## [Short problem]
Please rewrite the stretch from the line containing "Task: annotate every instance of the sky" through the last line below as a numbered list, leaving out blank lines. Include both end lines and nothing outside that stretch.
━━ Material for this exercise ━━
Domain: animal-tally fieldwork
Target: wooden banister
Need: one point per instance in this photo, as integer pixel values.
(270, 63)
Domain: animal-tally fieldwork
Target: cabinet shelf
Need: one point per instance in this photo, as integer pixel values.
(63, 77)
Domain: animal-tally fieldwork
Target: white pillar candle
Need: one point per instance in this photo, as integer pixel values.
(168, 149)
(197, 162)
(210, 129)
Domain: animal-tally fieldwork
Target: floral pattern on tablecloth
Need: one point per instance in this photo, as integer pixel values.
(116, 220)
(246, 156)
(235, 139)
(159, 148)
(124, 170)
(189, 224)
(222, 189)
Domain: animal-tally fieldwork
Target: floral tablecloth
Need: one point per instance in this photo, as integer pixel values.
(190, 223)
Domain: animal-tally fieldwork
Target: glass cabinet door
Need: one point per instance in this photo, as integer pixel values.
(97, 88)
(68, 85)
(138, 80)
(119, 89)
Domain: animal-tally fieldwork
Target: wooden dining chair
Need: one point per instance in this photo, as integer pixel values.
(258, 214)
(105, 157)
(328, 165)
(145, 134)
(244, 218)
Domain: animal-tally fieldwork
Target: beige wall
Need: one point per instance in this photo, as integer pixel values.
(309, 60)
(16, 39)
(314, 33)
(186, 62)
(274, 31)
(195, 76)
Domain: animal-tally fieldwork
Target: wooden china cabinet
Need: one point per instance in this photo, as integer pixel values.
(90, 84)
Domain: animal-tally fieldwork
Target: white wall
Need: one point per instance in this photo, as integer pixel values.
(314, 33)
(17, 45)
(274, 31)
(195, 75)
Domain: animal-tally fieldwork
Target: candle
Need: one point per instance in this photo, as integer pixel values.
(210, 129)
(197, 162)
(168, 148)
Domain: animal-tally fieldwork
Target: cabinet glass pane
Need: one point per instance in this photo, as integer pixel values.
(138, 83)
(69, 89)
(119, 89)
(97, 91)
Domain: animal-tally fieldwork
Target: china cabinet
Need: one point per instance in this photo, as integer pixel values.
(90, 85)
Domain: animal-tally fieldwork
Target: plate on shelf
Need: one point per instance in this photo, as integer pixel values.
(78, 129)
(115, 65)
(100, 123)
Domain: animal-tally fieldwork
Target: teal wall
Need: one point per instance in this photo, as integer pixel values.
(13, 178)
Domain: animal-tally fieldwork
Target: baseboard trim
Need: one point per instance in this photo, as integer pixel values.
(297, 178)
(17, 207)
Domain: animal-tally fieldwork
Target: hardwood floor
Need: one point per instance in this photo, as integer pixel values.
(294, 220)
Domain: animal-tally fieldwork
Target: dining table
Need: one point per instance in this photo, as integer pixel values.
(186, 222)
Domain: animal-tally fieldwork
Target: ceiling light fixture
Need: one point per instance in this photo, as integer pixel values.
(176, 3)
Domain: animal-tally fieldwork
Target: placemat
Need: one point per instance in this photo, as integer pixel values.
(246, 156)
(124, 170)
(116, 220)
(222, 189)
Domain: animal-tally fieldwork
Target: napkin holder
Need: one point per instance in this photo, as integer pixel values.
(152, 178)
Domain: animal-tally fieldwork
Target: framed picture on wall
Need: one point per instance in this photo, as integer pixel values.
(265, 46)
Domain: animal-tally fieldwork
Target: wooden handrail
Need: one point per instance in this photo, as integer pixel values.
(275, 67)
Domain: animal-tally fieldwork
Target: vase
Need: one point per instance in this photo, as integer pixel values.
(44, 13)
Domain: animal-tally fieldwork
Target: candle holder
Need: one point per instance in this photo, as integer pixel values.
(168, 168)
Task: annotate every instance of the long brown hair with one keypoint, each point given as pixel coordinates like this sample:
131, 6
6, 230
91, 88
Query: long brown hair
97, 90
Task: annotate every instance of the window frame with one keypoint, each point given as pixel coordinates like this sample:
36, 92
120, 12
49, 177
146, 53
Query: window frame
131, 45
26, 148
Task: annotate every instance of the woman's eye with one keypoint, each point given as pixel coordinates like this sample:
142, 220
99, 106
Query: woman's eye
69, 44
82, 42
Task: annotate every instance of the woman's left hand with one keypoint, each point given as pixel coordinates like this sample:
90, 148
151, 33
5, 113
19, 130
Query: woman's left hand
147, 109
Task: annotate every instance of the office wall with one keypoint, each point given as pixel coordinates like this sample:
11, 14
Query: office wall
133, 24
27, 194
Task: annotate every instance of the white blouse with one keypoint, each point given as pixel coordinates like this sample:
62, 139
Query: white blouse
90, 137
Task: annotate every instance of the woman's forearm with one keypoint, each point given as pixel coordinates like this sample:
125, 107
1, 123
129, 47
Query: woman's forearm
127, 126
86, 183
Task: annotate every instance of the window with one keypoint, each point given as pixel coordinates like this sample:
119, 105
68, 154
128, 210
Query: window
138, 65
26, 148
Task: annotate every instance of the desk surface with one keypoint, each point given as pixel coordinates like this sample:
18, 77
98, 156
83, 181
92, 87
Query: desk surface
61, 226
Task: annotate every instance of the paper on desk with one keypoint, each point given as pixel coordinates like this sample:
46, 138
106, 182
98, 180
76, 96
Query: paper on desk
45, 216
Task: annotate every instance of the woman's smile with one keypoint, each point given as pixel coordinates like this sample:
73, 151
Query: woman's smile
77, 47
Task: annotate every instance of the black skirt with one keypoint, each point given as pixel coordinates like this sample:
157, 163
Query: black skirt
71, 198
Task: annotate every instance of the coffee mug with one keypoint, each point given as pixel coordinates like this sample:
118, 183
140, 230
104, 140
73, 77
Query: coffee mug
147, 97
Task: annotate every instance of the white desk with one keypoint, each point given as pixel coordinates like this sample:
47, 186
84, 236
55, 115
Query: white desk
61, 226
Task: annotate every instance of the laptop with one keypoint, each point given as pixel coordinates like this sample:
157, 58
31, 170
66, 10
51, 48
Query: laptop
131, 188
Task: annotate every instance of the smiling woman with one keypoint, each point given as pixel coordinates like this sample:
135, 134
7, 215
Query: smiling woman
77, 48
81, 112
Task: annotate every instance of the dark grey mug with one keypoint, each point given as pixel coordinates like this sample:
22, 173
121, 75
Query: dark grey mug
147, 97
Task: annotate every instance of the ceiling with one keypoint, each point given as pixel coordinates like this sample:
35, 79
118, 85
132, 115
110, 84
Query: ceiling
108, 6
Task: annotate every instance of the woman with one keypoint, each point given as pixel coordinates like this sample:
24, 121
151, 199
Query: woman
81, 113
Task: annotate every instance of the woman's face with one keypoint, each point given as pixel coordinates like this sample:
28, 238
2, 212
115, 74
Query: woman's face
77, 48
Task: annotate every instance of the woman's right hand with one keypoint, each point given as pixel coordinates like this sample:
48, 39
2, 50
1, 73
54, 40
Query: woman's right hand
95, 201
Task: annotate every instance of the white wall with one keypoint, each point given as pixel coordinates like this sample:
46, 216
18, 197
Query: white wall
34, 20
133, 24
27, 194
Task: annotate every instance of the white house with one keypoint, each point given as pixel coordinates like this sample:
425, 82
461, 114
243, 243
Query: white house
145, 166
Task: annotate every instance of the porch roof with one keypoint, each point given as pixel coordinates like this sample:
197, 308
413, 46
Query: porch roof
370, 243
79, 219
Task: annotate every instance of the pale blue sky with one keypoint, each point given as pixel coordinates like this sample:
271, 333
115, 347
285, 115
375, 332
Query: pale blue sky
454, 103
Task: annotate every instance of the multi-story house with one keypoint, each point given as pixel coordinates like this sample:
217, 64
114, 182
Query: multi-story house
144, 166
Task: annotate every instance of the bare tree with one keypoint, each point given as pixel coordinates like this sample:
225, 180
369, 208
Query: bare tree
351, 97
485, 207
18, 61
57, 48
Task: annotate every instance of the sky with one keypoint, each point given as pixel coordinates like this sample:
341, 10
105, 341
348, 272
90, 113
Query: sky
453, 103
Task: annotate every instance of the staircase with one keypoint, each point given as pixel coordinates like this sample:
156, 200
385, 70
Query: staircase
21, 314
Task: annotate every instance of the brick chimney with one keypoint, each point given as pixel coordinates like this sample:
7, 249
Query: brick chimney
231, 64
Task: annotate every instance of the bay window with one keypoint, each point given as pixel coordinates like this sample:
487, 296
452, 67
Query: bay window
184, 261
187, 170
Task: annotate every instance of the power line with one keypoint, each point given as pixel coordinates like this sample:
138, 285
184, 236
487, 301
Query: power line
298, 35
━━━
## [Reply]
1. Task: annotate every instance of the sky with one keypoint, each point given as pixel coordinates like this sample:
2. 341, 10
3. 105, 341
4. 348, 272
5. 90, 113
6. Query: sky
7. 453, 103
8. Task: annotate every instance of the staircase with one keypoint, each point given as pixel coordinates like this sample:
9. 156, 200
10. 385, 70
11. Query: staircase
12. 21, 314
13. Task: annotate every instance of the brick chimney with one keypoint, each point given as pixel coordinates like this sample:
14. 7, 249
15. Query: brick chimney
16. 231, 64
17. Task: annotate every instance of the bay window with one keypoint, each point given as pixel coordinates like this sample:
18. 487, 296
19. 452, 67
20. Query: bay window
21. 184, 261
22. 187, 170
23. Task: annotate every instance of the power line with one keypoint, each point given as pixel coordinates like this sample:
24. 138, 285
25. 184, 236
26. 487, 301
27. Query: power line
28. 298, 35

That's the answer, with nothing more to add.